◆ EXERCISE INSTRUCTIONS ◆
Reproduce the material below word for word, leaving out the pictures.

◆ INPUT ◆
——
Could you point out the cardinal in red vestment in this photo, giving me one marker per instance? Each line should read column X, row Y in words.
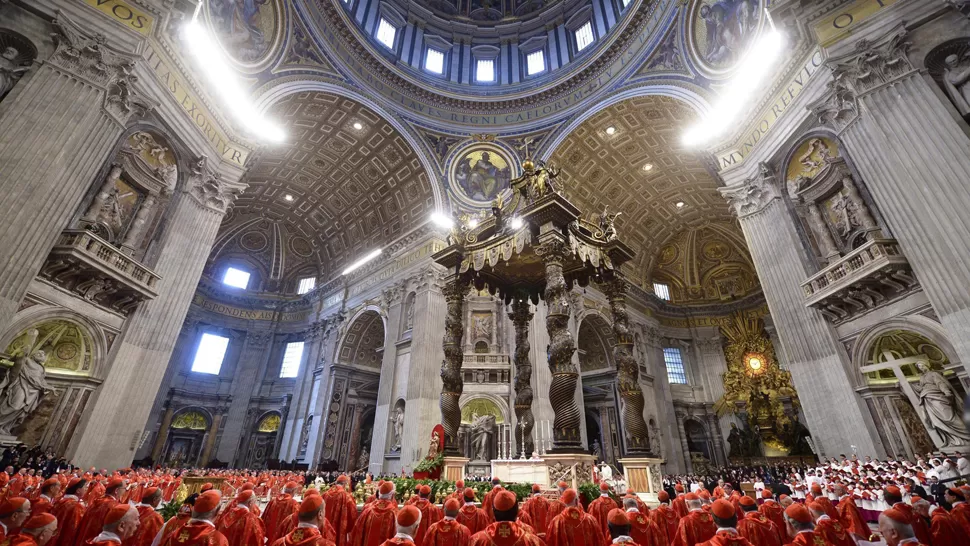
column 756, row 527
column 895, row 529
column 573, row 527
column 69, row 511
column 200, row 531
column 278, row 510
column 489, row 497
column 470, row 515
column 697, row 526
column 643, row 530
column 448, row 532
column 312, row 517
column 537, row 508
column 239, row 524
column 601, row 507
column 93, row 519
column 120, row 524
column 149, row 520
column 340, row 509
column 376, row 524
column 37, row 531
column 894, row 498
column 505, row 531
——
◆ ANSWER BELOW ◆
Could you point out the cardinal in red vestment in this photo, giving me one marker per instance? Each line should read column X, row Y in words.
column 756, row 527
column 895, row 529
column 573, row 527
column 69, row 511
column 200, row 531
column 278, row 510
column 489, row 497
column 470, row 515
column 697, row 526
column 643, row 530
column 448, row 532
column 312, row 517
column 537, row 508
column 239, row 524
column 601, row 507
column 93, row 519
column 120, row 524
column 149, row 520
column 340, row 509
column 376, row 524
column 37, row 531
column 894, row 498
column 505, row 531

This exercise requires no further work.